■ **What you will do**:
a – In the mobile retail news text, how many unique visitors per day did the M&S mobile site see in December?
b – Name every country mentioned in the mobile retail news text.
c – Carry on the mobile retail news text from the point where it stops.

■ **Text provided**:
<<<<
A new study from eBay, suggests that the UK could be seeing if £4.5bn in mCommerce by 2016. The only thing holding it back are the poor mobile data connections. In a survey conducted for the online auction site by retail specialist Verdict, they estimate that 16% of the UK lacks the coverage for mobile broadband with a further 20% below average. That could result in a loss of over £1bn per year in revenues. In a study of 1500 UK consumers they found that lack of coverage, low speeds and reliability were the major barriers for mobile shopping. The costs of data is also an issue for many customers. The DMA/Empirix study published last week also found that consumers were ready to shop, but the brands were not providing the service.

eBay has sent the results of Ofcom and are pushing to speed up the delivery of 4g which will provide much faster broadband. Although 4G networks are rolling out in the US and elsewhere, the UK has yet to agree the terms on which it will be auctioned off. The operators claim they have not seen their return on the £30bn + cost of the 3G licences. Mobile is the fastest growing channel for eBay who expect to see over $4bn in sales this year. More on the report here.

M&S mobile site sees 1m+ uniques per day

Proof that mobile retail is the next big thing, M&S have announced that their mobile site saw over 1m unique visitors per day in December. Whilst high street retail sales were decimated in the last month of 2010, it looks like those brands with mobile sites were doing very nicely thank you. Sienne Veit, M&S’s head of mobile said: ‘We’re delighted, as this is confirmation that our customers are ready to shop in this way’. Whilst they haven’t released any sales figures the indication is that shoppers are ready to buy through their mobile. Increasingly the mobile site is the one that customers choose to visit at home, using their smartphones in preference to their PCs.

Starbucks offers Mobile Payments to Customers

In a very interesting move, Starbucks has introduced a mobile phone payment system to over 6,000 of their US stores. Customers with a Starbucks card can use a mobile app to make a payment on the card. They simply show a barcode at the till and the payment is taken. They can top up their card via PayPal.

With the world of mobile retail hotting up, there will be greater demand from consumers to make payments through their phones. However, there is a battle going on between various providers. In the UK the operators put their energy into PSMS and the web-based system PayForIt. However these payment methods have a limited future. It limits the kinds of things that can be paid for (mobile or web content only) and the high operator charges make it prohibitive for many brands. Looking ahead the future is likely to be in contactless or NFC payments, however outside Japan and Korea it has not taken off yet. Even in NFC there is likely to be a battle between operators, handset manufacturers and credit card companies for control of the channel.
>>>>
■ **Data segment**:
<<<<
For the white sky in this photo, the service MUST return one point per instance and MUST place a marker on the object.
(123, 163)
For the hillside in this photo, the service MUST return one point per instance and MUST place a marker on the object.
>>>>
■ **Final results**:
a – Over 1 million.

b – The UK, the US, Japan, Korea

c –
So in the meantime brands are using their own payment methods. The iPhone appstore demonstrated how registered users could quickly make a payment against an existing credit card, which has extended into retail with the likes of Amazon’s one click payment system. Various providers have played with their own mobile payment systems, but few of them had the reach for it to take off. The move by Starbucks is significant though: 20% of their US transactions are made on the card. Given the large number of outlets from Starbucks their mobile payment system has a good chance of taking off.

Review of Mobile for 2010

Last year (and the year before) I made a number of predictions about mobile and mobile marketing for the year ahead. 2010 was a good one for mobile marketing. Mobile advertising came of age with AdMob and Apple’s IAd. Many retailers got into mCommerce. And Foursquare showed the potential of location-based marketing with their check-in offer. That’s just a few examples. Looking at last year’s predictions is also a chance to review the year as a whole. So how did the predictions fare? See below – I’ve marked myself out of 10 for accuracy.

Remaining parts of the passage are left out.